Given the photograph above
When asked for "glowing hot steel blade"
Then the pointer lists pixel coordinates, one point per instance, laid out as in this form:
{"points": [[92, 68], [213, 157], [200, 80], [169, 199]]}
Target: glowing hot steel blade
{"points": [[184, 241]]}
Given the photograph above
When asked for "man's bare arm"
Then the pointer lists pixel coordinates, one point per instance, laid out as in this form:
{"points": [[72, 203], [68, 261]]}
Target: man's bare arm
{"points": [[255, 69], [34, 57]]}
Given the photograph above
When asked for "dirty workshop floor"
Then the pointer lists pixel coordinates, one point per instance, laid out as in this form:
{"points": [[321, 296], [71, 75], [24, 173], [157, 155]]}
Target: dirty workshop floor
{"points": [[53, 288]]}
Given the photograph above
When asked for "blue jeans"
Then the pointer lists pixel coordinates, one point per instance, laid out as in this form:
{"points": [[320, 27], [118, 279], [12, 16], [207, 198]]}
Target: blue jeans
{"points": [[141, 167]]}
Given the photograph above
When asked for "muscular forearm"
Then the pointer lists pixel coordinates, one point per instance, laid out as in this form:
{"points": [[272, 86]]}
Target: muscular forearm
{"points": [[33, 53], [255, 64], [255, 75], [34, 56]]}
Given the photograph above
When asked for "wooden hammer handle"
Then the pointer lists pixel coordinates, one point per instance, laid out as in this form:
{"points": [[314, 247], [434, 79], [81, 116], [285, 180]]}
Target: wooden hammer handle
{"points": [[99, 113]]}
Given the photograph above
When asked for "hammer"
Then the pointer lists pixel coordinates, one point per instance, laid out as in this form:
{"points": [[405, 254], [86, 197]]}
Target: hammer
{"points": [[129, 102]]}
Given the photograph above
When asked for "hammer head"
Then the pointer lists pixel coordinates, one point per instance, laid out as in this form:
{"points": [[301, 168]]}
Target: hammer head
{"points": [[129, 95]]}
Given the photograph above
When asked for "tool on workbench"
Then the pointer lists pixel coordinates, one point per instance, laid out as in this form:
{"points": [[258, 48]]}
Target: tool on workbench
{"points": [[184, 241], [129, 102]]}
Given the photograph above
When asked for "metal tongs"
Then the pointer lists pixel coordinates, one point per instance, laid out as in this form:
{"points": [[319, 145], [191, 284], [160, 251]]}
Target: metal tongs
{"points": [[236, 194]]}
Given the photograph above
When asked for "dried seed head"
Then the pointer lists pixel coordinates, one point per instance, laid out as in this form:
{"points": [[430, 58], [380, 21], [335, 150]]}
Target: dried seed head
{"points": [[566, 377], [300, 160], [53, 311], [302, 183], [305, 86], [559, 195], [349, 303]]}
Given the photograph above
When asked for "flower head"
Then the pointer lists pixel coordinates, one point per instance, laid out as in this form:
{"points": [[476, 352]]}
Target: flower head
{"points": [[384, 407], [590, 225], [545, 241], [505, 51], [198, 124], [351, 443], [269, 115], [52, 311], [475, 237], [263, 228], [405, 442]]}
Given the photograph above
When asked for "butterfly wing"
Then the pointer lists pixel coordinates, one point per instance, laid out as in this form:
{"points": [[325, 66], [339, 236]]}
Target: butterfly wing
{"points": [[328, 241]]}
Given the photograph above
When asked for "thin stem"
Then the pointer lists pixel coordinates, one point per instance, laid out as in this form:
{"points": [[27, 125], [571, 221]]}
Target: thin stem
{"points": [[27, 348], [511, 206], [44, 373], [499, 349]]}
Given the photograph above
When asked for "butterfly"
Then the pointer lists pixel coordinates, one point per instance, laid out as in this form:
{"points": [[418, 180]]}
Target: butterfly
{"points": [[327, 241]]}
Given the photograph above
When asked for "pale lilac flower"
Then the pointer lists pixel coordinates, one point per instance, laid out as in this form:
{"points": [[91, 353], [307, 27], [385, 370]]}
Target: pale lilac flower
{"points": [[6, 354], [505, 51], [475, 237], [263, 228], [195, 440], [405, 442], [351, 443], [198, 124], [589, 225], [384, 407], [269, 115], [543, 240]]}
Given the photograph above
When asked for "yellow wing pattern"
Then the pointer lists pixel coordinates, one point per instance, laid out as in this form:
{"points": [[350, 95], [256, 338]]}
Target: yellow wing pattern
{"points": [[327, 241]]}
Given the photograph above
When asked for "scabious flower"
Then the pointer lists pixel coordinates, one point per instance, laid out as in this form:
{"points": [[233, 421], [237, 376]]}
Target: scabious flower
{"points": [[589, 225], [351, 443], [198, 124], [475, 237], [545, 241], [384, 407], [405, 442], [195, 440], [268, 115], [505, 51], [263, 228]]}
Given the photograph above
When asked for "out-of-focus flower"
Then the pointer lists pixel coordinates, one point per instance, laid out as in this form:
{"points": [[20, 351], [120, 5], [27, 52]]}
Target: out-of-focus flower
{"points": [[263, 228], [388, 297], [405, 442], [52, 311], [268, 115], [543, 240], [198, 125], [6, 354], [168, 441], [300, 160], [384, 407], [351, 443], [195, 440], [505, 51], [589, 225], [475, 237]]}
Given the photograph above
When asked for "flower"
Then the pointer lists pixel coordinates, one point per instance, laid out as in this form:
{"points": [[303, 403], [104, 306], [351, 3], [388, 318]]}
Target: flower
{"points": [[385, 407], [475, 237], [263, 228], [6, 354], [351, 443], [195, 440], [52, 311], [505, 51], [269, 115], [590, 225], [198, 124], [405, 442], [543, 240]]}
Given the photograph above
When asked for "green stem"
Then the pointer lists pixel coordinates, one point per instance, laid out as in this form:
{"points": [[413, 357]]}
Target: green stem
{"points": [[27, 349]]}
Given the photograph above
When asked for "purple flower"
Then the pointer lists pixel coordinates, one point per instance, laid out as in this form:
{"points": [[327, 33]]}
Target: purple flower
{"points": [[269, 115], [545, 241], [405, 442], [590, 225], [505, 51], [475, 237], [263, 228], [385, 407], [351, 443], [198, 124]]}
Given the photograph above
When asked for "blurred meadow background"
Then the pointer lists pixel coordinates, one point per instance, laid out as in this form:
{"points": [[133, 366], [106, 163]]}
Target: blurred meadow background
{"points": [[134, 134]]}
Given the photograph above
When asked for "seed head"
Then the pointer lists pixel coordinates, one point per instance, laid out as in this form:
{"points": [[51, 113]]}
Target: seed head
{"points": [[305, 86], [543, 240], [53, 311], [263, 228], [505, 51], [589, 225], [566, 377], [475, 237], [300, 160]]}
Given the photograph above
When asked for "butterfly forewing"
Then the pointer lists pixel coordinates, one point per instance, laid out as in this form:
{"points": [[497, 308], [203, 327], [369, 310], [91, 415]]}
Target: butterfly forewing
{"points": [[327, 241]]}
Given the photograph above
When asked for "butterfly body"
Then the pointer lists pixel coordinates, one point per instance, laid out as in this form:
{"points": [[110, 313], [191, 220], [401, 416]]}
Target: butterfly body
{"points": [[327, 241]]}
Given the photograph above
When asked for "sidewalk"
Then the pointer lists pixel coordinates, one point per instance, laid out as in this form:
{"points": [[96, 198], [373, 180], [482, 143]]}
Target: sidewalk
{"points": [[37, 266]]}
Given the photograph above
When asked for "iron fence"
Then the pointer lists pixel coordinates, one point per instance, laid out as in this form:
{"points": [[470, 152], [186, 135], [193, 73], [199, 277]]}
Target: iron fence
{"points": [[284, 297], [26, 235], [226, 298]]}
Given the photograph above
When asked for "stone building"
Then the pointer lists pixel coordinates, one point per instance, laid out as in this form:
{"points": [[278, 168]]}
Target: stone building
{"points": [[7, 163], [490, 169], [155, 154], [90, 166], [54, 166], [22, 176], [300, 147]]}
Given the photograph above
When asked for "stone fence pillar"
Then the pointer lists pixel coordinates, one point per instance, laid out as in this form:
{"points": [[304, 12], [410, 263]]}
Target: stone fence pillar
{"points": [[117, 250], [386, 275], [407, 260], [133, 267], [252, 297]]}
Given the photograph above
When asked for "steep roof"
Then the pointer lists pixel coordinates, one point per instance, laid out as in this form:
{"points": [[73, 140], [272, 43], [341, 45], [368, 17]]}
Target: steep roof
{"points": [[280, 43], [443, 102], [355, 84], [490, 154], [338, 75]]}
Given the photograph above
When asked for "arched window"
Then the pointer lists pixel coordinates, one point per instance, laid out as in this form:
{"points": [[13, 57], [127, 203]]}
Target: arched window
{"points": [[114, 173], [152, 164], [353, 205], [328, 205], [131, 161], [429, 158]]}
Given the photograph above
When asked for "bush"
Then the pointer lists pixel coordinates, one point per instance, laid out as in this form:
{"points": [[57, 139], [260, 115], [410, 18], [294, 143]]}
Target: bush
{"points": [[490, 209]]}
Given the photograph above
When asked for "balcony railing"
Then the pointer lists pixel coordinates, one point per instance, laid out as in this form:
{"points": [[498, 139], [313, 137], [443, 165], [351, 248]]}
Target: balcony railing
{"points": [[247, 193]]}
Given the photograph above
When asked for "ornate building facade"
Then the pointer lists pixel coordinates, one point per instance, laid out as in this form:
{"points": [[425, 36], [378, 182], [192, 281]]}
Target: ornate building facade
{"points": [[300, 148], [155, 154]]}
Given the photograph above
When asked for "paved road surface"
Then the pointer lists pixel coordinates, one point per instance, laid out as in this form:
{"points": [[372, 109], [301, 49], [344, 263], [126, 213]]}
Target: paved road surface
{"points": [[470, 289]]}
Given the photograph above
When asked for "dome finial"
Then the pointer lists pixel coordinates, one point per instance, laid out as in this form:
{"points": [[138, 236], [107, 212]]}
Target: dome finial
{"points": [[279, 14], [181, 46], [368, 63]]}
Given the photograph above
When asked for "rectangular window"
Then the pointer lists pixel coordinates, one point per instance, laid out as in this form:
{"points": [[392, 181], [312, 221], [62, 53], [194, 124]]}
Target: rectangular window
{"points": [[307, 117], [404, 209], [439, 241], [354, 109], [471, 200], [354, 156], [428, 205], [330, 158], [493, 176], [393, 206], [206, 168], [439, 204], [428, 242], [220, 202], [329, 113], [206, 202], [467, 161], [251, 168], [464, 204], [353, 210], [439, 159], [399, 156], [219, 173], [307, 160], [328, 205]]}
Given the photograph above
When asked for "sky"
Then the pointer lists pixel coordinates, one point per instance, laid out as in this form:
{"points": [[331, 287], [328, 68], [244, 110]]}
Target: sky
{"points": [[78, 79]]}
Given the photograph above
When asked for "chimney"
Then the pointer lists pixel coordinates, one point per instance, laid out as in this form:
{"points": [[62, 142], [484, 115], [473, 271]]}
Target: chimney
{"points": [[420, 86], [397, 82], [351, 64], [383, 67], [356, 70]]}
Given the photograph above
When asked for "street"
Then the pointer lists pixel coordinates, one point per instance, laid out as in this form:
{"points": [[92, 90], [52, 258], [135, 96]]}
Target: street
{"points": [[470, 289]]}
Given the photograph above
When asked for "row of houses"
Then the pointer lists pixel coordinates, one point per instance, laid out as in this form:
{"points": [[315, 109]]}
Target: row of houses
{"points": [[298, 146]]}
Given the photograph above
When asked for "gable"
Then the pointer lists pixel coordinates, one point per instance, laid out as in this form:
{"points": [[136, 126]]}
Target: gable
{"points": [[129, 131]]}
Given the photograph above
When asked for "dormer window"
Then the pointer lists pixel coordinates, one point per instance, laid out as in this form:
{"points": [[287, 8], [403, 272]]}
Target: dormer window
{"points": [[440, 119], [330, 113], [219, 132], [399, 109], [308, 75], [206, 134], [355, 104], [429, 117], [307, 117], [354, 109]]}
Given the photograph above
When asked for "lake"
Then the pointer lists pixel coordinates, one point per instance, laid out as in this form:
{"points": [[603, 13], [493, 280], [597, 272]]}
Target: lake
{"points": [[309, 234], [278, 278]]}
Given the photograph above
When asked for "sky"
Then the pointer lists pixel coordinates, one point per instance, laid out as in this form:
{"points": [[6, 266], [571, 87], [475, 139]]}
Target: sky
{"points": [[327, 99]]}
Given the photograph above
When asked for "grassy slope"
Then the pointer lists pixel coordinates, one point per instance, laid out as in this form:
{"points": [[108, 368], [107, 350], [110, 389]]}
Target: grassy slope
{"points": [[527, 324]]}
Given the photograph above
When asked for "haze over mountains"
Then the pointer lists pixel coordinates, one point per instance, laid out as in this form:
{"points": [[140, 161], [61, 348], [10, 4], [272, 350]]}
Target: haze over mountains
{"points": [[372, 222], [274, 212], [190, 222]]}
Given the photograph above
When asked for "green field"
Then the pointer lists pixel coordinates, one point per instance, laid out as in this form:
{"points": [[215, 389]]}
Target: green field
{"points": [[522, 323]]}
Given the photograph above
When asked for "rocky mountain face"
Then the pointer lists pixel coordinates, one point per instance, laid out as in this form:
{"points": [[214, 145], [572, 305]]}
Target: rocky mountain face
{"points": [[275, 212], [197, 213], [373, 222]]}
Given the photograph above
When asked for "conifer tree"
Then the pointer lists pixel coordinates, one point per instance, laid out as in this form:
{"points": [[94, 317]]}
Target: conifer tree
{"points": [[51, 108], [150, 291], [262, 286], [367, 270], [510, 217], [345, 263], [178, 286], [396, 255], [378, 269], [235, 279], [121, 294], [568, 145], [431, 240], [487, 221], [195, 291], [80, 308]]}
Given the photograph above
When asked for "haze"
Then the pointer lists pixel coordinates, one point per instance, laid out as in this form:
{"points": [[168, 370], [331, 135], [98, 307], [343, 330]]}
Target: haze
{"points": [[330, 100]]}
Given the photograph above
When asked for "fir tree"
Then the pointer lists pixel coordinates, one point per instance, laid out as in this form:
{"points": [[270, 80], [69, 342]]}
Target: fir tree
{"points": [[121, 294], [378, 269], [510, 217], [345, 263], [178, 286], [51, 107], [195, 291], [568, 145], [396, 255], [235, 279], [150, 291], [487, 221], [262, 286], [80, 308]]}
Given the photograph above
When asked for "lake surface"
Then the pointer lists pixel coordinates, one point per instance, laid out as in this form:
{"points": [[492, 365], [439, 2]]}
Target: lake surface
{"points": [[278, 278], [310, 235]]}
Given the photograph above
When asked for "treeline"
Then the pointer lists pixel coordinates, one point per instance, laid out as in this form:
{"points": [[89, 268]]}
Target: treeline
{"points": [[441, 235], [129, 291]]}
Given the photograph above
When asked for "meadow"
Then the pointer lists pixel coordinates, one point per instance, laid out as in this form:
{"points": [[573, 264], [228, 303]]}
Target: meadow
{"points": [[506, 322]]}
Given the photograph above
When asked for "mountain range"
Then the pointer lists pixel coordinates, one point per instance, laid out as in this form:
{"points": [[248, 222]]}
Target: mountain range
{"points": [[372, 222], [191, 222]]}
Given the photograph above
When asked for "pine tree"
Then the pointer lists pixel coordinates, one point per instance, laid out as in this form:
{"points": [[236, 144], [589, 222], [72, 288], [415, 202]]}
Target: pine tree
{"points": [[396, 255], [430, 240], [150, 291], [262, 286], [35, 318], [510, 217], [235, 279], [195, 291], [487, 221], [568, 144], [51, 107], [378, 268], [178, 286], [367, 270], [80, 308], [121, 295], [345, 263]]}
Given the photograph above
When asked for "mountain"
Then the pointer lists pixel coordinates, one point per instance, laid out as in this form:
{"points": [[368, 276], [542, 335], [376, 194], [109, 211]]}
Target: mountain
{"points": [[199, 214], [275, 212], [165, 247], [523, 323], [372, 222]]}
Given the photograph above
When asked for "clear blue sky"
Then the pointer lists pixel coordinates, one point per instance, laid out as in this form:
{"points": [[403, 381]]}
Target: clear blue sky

:::::

*Instruction:* Please count the lines in the rows above that contain the string "steep". Case counts. Reply with that number alone.

*Answer for the task:* 2